_TO DO:_
Put every line of the records below into a numbered list, leaving out any blank lines.

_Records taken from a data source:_
>> begin

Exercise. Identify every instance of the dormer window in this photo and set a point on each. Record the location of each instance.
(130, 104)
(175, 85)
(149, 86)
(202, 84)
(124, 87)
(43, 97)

>> end

_THE RESULT:_
1. Exercise. Identify every instance of the dormer window in this photo and set a point on each. Record the location of each instance.
2. (130, 104)
3. (175, 85)
4. (149, 86)
5. (202, 84)
6. (124, 87)
7. (43, 97)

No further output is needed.